---- Document excerpt

# Sleeping Issues On Nanny 911



## KnitterMama (Mar 31, 2005)

I've heard talk of this show before, but have never seen it before because we don't have cable or anything. Tonight while I was at my Ma's house I saw most of this show and I'm appalled.







: They had a family on with (I believe it was) a 3 year old and a 5 year old. The mother typically slept with them and they had two beds pushed together to make one big bed.

I'm not sure what the reasoning was (missed the first part of the show), but the Nanny told them they HAD to sleep by themselves and they HAD to do it immediately. (There was a lot of "independence this and independence that" talk going on.) So, after sleeping with each other as well as their Mom for their whole lives (I believe) she couldn't sleep with them anymore and they moved the beds apart. The poor boys were understandably very upset and crying for their Mom to come and sleep with them.

--------
---- Data listing

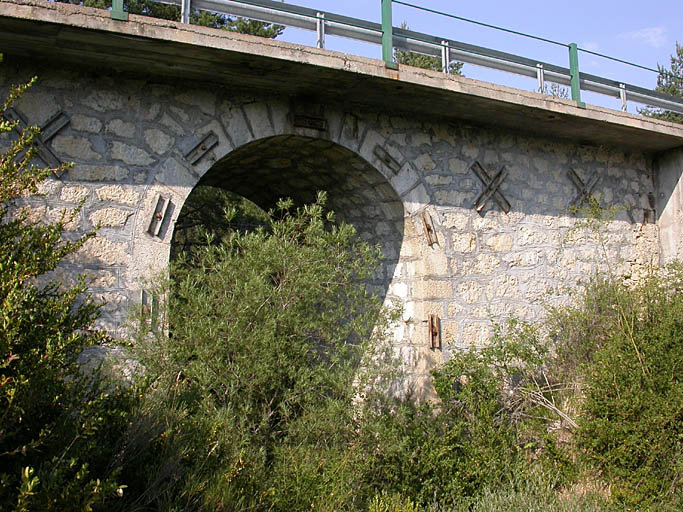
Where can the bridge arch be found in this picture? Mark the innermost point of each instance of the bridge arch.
(297, 167)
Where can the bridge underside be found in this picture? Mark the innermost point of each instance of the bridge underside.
(70, 34)
(298, 167)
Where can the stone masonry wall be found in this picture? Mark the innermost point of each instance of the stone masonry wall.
(129, 139)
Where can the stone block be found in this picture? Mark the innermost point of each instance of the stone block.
(499, 243)
(110, 217)
(118, 194)
(101, 250)
(463, 243)
(121, 128)
(158, 141)
(131, 155)
(80, 172)
(83, 123)
(77, 148)
(433, 289)
(73, 194)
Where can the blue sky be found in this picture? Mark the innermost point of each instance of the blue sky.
(637, 31)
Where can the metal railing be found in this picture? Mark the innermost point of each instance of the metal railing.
(390, 38)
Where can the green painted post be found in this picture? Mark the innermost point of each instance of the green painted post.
(574, 73)
(387, 36)
(117, 12)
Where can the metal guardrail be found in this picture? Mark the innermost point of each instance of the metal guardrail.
(390, 37)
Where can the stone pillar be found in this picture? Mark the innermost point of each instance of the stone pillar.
(670, 204)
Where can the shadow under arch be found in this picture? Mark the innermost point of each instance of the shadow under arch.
(297, 167)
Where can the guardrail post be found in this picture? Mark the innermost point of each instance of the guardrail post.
(387, 36)
(185, 11)
(320, 29)
(117, 12)
(540, 77)
(574, 72)
(445, 57)
(623, 97)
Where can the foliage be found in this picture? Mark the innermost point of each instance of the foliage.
(628, 345)
(253, 390)
(419, 60)
(58, 426)
(669, 81)
(202, 18)
(209, 215)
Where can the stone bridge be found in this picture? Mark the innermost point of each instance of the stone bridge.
(467, 186)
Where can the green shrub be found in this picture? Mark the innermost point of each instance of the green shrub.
(252, 368)
(628, 343)
(58, 427)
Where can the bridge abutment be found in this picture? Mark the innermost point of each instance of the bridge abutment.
(472, 204)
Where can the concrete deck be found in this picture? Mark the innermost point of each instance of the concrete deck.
(81, 36)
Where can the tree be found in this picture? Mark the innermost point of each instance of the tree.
(669, 81)
(419, 60)
(252, 373)
(58, 426)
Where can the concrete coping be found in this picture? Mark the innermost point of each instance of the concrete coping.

--------

Stated goal 1:
Decide whether each statement agrees with the forum post about Nanny 911. For each one, answer yes or no and quote the deciding words of the post: (a) The poster watched the show at home on cable. (b) The family's two beds were pushed together to make one big bed. (c) The poster saw the first part of the show.
Stated goal 2:
In the forum post about Nanny 911, what were the boys crying for after the beds were moved apart?
Stated goal 3:
Reproduce the forum post about Nanny 911 word for word, between "## KnitterMama (Mar" and "sleep with them.", inclusive.

Answer 1:
(a) No: "we don't have cable or anything" and "Tonight while I was at my Ma's house I saw most of this show"
(b) Yes: "they had two beds pushed together to make one big bed"
(c) No: "missed the first part of the show"

Answer 2:
They were crying for their Mom to come and sleep with them.

Answer 3:
## KnitterMama (Mar 31, 2005)

I've heard talk of this show before, but have never seen it before because we don't have cable or anything. Tonight while I was at my Ma's house I saw most of this show and I'm appalled.







: They had a family on with (I believe it was) a 3 year old and a 5 year old. The mother typically slept with them and they had two beds pushed together to make one big bed.

I'm not sure what the reasoning was (missed the first part of the show), but the Nanny told them they HAD to sleep by themselves and they HAD to do it immediately. (There was a lot of "independence this and independence that" talk going on.) So, after sleeping with each other as well as their Mom for their whole lives (I believe) she couldn't sleep with them anymore and they moved the beds apart. The poor boys were understandably very upset and crying for their Mom to come and sleep with them.